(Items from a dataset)
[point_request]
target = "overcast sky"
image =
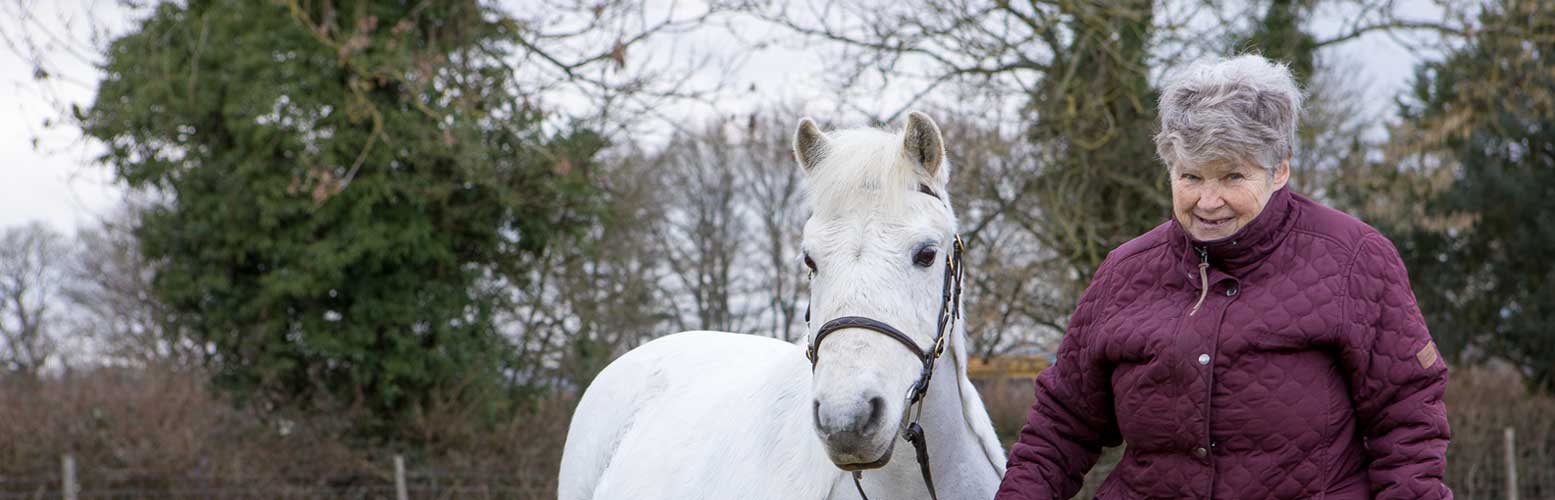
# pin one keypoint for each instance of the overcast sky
(47, 173)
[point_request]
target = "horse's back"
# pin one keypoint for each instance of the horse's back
(695, 415)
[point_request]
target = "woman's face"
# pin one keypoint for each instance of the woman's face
(1215, 199)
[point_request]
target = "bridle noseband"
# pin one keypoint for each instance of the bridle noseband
(949, 312)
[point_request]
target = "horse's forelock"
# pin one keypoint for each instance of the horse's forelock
(863, 168)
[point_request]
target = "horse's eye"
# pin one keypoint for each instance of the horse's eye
(924, 256)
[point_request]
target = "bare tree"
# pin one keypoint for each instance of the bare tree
(703, 233)
(114, 303)
(30, 284)
(773, 194)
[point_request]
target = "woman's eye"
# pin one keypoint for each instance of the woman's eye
(924, 256)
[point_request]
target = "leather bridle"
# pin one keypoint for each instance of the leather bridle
(949, 312)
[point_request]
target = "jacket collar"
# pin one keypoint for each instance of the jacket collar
(1249, 244)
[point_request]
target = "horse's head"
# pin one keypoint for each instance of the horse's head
(876, 243)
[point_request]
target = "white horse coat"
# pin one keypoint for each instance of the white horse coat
(716, 415)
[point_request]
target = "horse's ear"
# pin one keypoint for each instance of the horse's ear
(807, 143)
(922, 142)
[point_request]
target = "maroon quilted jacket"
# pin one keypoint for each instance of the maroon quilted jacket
(1305, 371)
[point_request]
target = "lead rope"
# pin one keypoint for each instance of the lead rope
(1204, 280)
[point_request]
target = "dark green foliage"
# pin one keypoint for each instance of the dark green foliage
(349, 188)
(1479, 253)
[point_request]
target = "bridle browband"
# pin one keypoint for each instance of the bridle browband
(949, 312)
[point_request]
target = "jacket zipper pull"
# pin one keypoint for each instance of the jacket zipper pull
(1204, 278)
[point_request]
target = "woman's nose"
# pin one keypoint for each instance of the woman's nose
(1210, 199)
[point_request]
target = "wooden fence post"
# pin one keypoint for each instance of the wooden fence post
(1512, 465)
(67, 477)
(400, 491)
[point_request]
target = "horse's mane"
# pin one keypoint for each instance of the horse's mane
(863, 168)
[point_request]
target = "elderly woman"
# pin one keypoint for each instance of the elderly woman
(1258, 345)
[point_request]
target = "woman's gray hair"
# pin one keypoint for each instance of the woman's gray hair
(1230, 109)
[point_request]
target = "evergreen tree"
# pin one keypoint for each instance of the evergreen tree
(349, 187)
(1481, 132)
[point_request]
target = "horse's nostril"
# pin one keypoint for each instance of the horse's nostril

## TASK INSTRUCTIONS
Although the entries contain pictures, reproduce only the rest, exactly as written.

## WRITTEN RESPONSE
[point_request]
target = "overcast sky"
image =
# pin one keypoint for each instance of the overcast sky
(47, 173)
[point_request]
target = "horse's back"
# pin one keypoint for each instance of the horse's back
(695, 415)
[point_request]
target = "woman's face"
# pin one keypoint for each instance of the woman's face
(1215, 199)
[point_request]
target = "bridle noseband"
# pin one keypoint for each instance of the bridle noseband
(949, 312)
[point_request]
target = "horse's forelock"
# pin one keypoint for each instance of the horse's forelock
(863, 168)
[point_request]
target = "horse's eye"
# pin one keypoint for each instance of the horse's eye
(924, 256)
[point_request]
target = "bare tree"
# pin one keypoint for each instance of the bare tree
(703, 233)
(114, 303)
(30, 284)
(773, 194)
[point_request]
target = "woman's eye"
# pin one keypoint for each instance of the woman's eye
(924, 256)
[point_request]
target = "leather bridle"
# pin one keypoint for each instance of the leather bridle
(949, 312)
[point_request]
target = "jacket collar"
# pin one keypoint for each instance of the jacket collar
(1249, 244)
[point_request]
target = "horse's head"
# pin one keypoint for each instance of the horse's head
(876, 243)
[point_request]
target = "white horse coat"
# pin one keypoint for each instance of the white horse coat
(716, 415)
[point_request]
target = "horse's ear"
# pin one keypoint for each instance of the horse's ear
(807, 143)
(922, 142)
[point_request]
target = "maroon quilted jacket"
# pin one keypoint for each instance of the maroon quilted jacket
(1305, 371)
[point_request]
target = "lead rope"
# pin one keypoint for each instance of the lead rope
(1204, 280)
[point_request]
target = "dark green foliage"
# pin one keypoint for each instance of the dark green foliage
(349, 188)
(1479, 253)
[point_request]
target = "bridle browband"
# pin one keypoint for each instance of the bridle browband
(949, 312)
[point_request]
target = "jacket zipper pull"
# pin one keypoint for each instance of the jacket zipper pull
(1204, 278)
[point_request]
target = "woman's nose"
# pin one keypoint for each instance of the woman's nose
(1210, 199)
[point_request]
target = "wooden fence post"
# pin one keypoint for each instance of the wooden fence post
(1512, 465)
(67, 477)
(400, 491)
[point_request]
target = "horse's mane"
# pin one keypoint for each instance of the horse's mane
(863, 168)
[point_request]
target = "elderly woman"
# pin one keypoint for each instance of the elderly woman
(1258, 345)
[point_request]
target = "woman's gray hair"
# pin one keypoint for each instance of the woman's gray hair
(1230, 109)
[point_request]
target = "evergreen tree"
# pin one keypoint for each instance of the evergreen tree
(349, 187)
(1481, 132)
[point_request]
target = "horse's nostril"
# pin one keypoint for each instance of the horse's nostril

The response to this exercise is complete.